* start THE DATA *
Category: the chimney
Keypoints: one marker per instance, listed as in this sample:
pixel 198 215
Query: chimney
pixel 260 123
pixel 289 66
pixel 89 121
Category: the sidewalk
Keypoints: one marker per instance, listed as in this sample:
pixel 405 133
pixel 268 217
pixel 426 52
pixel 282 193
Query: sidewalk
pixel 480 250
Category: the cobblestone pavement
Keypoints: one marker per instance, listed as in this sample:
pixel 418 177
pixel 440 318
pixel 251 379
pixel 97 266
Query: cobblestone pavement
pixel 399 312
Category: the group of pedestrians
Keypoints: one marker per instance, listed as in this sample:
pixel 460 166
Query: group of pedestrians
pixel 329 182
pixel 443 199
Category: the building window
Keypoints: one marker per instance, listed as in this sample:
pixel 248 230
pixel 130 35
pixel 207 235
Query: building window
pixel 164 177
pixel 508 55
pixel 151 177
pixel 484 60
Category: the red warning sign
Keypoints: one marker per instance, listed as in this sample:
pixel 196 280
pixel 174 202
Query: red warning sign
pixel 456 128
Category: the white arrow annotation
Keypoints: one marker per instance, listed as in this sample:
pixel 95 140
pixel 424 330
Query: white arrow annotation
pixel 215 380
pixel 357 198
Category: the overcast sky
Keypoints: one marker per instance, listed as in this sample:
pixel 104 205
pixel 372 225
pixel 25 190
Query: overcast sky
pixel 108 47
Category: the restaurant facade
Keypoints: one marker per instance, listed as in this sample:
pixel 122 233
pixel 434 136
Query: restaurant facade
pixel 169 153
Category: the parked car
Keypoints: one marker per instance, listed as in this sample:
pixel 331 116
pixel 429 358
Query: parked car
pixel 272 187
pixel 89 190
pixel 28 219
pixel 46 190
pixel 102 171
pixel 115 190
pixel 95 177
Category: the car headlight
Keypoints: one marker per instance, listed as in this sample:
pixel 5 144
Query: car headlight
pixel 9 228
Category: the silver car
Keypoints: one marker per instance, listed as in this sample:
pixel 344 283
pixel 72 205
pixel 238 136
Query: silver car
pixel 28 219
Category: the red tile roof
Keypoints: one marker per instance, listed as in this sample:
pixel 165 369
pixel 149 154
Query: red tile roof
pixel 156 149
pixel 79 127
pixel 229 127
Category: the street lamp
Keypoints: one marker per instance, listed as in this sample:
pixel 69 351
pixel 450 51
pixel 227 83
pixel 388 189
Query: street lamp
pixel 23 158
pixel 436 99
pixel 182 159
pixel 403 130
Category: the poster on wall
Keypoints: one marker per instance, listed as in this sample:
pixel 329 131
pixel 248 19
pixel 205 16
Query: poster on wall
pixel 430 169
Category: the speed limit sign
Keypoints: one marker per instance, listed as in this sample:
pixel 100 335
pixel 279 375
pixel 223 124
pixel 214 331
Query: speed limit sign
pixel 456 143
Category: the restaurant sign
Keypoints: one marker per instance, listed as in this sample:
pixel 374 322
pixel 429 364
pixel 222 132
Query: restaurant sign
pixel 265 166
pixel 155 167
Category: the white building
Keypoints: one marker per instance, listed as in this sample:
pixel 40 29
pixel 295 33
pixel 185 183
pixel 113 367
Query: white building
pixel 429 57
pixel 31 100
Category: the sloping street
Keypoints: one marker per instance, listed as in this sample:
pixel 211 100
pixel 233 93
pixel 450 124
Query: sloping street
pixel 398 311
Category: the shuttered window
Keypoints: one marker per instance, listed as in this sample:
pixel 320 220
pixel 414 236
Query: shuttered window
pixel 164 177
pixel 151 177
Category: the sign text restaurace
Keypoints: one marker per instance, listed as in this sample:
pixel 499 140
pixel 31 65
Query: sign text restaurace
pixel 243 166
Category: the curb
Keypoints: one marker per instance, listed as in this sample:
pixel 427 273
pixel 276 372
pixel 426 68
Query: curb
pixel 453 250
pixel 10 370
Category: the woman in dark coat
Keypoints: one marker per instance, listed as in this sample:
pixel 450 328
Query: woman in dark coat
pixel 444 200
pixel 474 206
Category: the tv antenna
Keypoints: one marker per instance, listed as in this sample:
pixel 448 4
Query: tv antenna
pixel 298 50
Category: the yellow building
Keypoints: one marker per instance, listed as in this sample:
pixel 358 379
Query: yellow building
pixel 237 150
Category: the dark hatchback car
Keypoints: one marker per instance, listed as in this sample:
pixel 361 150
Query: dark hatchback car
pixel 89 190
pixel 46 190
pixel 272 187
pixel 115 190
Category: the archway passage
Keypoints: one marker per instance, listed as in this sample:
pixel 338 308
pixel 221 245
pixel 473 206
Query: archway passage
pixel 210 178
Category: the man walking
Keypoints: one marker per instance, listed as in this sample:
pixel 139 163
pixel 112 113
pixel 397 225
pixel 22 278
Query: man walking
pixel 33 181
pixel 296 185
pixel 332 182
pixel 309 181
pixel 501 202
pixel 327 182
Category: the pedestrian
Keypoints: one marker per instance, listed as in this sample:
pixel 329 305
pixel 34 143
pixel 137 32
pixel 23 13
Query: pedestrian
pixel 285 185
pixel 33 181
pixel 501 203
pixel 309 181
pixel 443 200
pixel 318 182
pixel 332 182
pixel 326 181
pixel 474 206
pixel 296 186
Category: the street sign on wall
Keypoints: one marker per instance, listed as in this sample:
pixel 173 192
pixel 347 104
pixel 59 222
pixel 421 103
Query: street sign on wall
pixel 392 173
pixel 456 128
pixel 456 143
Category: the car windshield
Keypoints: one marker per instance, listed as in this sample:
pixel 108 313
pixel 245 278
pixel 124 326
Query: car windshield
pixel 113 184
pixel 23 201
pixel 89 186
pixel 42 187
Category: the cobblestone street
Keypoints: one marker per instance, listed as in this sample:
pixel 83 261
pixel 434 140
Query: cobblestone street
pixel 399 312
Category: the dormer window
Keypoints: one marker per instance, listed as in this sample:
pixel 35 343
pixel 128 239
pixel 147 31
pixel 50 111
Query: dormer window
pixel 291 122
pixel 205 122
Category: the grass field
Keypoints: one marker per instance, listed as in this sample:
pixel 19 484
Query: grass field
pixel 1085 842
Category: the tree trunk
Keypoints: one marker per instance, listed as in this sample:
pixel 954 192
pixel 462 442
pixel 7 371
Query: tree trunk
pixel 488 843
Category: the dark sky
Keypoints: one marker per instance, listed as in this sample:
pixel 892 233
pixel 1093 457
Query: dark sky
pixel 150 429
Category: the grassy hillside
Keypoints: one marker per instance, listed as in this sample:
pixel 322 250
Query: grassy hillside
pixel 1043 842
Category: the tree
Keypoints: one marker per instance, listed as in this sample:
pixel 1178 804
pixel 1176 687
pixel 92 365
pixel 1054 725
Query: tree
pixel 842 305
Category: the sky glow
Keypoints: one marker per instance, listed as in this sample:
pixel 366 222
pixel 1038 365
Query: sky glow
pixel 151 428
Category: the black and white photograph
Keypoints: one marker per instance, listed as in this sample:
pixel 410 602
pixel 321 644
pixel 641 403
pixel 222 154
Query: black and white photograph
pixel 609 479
* end THE DATA *
__JOB__.
Each record must be repeated exactly as it is.

__OUTPUT OF THE TASK__.
Category: the chimney
Keypoints: one marker per instance, listed as in this sample:
pixel 198 215
Query: chimney
pixel 260 123
pixel 289 66
pixel 89 121
Category: the sidewalk
Keypoints: one marker per instance, listed as in this sample:
pixel 405 133
pixel 268 217
pixel 426 52
pixel 282 193
Query: sidewalk
pixel 480 250
Category: the cobblestone pavement
Keypoints: one marker per instance, listed as in this sample:
pixel 418 177
pixel 440 318
pixel 251 379
pixel 97 266
Query: cobblestone pavement
pixel 399 312
Category: the group of pedestrians
Keypoints: one marker per instance, listed as in this sample:
pixel 460 166
Query: group of pedestrians
pixel 329 182
pixel 443 199
Category: the building window
Keypoints: one marker per instance, listed as in this sample:
pixel 248 230
pixel 130 35
pixel 207 235
Query: building window
pixel 164 177
pixel 508 55
pixel 151 177
pixel 484 60
Category: the red warning sign
Keypoints: one marker per instance, listed as in this sample:
pixel 196 280
pixel 174 202
Query: red warning sign
pixel 456 128
Category: the white arrow annotation
Keypoints: one marker per instance, listed as in this sample:
pixel 95 140
pixel 424 330
Query: white arrow annotation
pixel 215 380
pixel 357 198
Category: the overcast sky
Keypoints: one marker per instance, listed as in this sample:
pixel 104 205
pixel 372 225
pixel 25 190
Query: overcast sky
pixel 108 47
Category: the restaurant facade
Keypoints: one marker per instance, listed as in this sample:
pixel 122 233
pixel 434 136
Query: restaurant facade
pixel 169 153
Category: the parked car
Keypoints: one marker per instance, listed as in this sample:
pixel 331 116
pixel 429 358
Query: parked car
pixel 272 187
pixel 89 190
pixel 28 219
pixel 46 190
pixel 102 171
pixel 115 190
pixel 95 177
Category: the car headlight
Keypoints: one marker per instance, listed as in this sample:
pixel 5 144
Query: car headlight
pixel 9 228
Category: the silver car
Keypoints: one marker per instance, listed as in this sample:
pixel 344 283
pixel 72 205
pixel 238 136
Query: silver car
pixel 28 219
Category: the red tile roof
Keypoints: one marker per instance, listed as in this sample:
pixel 165 369
pixel 149 154
Query: red tile roof
pixel 156 149
pixel 79 127
pixel 229 127
Category: the street lamp
Keypoints: one marker per instance, listed as in this sample:
pixel 69 351
pixel 450 51
pixel 227 83
pixel 388 189
Query: street lamp
pixel 23 158
pixel 436 99
pixel 182 159
pixel 403 130
Category: the poster on wall
Keypoints: one marker per instance, listed as in this sample:
pixel 329 131
pixel 248 19
pixel 205 16
Query: poster on wall
pixel 430 169
Category: the speed limit sign
Keypoints: one marker per instance, listed as in this sample:
pixel 100 335
pixel 279 375
pixel 223 124
pixel 214 331
Query: speed limit sign
pixel 456 143
Category: the restaurant sign
Keypoints: one marker per instance, listed as in this sample:
pixel 374 322
pixel 429 364
pixel 222 132
Query: restaurant sign
pixel 265 166
pixel 155 167
Category: the white building
Keypoints: one marker per instance, listed as in this sample:
pixel 40 29
pixel 295 33
pixel 185 183
pixel 113 367
Query: white building
pixel 429 57
pixel 31 100
Category: the sloping street
Keypoints: one marker per instance, listed as in this sample:
pixel 211 100
pixel 233 93
pixel 450 124
Query: sloping street
pixel 398 311
Category: the shuttered window
Keypoints: one marker per instance, listed as in this sample:
pixel 320 220
pixel 414 236
Query: shuttered window
pixel 164 177
pixel 151 177
Category: the sign text restaurace
Keypoints: one marker per instance, listed as in this sample:
pixel 499 140
pixel 31 65
Query: sign text restaurace
pixel 243 166
Category: the curb
Keypoints: one marker per instance, listed as in this sample:
pixel 427 273
pixel 276 372
pixel 426 68
Query: curb
pixel 453 250
pixel 10 370
Category: the woman in dark coat
Keypoints: one marker per instance, listed as in this sample:
pixel 450 328
Query: woman in dark coat
pixel 444 200
pixel 474 206
Category: the tv antenna
Keypoints: one marker per instance, listed as in this sample:
pixel 448 4
Query: tv antenna
pixel 298 50
Category: the yellow building
Keypoints: one marker per instance, listed as in this sample:
pixel 358 379
Query: yellow building
pixel 237 150
Category: the dark hatchback car
Keypoints: one marker per instance, listed as in this sample:
pixel 361 150
Query: dark hatchback car
pixel 89 190
pixel 46 190
pixel 272 187
pixel 115 190
Category: the archway passage
Keypoints: one marker per instance, listed as in this sample:
pixel 338 308
pixel 221 245
pixel 473 206
Query: archway passage
pixel 210 178
Category: the man walking
Keypoints: one marker per instance, listed as in this sample:
pixel 139 163
pixel 112 113
pixel 397 225
pixel 22 278
Query: man walking
pixel 33 181
pixel 296 185
pixel 332 182
pixel 309 181
pixel 501 202
pixel 327 182
Category: the pedestrian
Keypoints: one marker per instance, listed as in this sample:
pixel 329 305
pixel 34 143
pixel 137 32
pixel 23 13
Query: pedestrian
pixel 285 185
pixel 33 181
pixel 501 203
pixel 309 181
pixel 443 200
pixel 318 182
pixel 332 182
pixel 326 181
pixel 474 206
pixel 296 186
Category: the street sign on wall
Keypoints: one marker per instance, listed as in this sample:
pixel 173 192
pixel 347 104
pixel 59 222
pixel 421 103
Query: street sign on wall
pixel 392 173
pixel 456 128
pixel 456 143
Category: the car windshield
Keypoints: one marker per instance, listed as in this sample:
pixel 108 313
pixel 245 278
pixel 124 326
Query: car windshield
pixel 113 184
pixel 23 201
pixel 89 186
pixel 42 187
Category: the cobblestone street
Keypoints: one marker per instance, listed as in this sample:
pixel 83 261
pixel 434 140
Query: cobblestone street
pixel 399 312
Category: the dormer window
Keypoints: one marker per instance, listed as in this sample:
pixel 35 343
pixel 128 239
pixel 147 31
pixel 50 111
Query: dormer window
pixel 291 122
pixel 205 122
Category: the grass field
Keypoints: one marker per instance, listed as in this sample:
pixel 19 484
Query: grass field
pixel 1085 842
Category: the tree trunk
Keypoints: one marker per instance, listed as in this sample:
pixel 954 192
pixel 462 442
pixel 7 371
Query: tree trunk
pixel 488 843
Category: the dark sky
Keypoints: one marker per instance, listed as in this sample:
pixel 892 233
pixel 1093 457
Query: dark sky
pixel 150 429
Category: the grassy hillside
Keypoints: one marker per instance, listed as in this sample:
pixel 322 250
Query: grassy hillside
pixel 1043 842
Category: the tree
Keypoints: one marker per instance, listed as in this sample:
pixel 1178 804
pixel 1176 687
pixel 92 365
pixel 1054 725
Query: tree
pixel 842 305
Category: the sky glow
Keypoints: one marker per instance, listed as in this sample:
pixel 366 222
pixel 1038 365
Query: sky glow
pixel 151 428
Category: the black and white photograph
Keypoints: one marker per instance, listed as in this sample:
pixel 410 602
pixel 321 644
pixel 641 403
pixel 222 154
Query: black and white photograph
pixel 609 479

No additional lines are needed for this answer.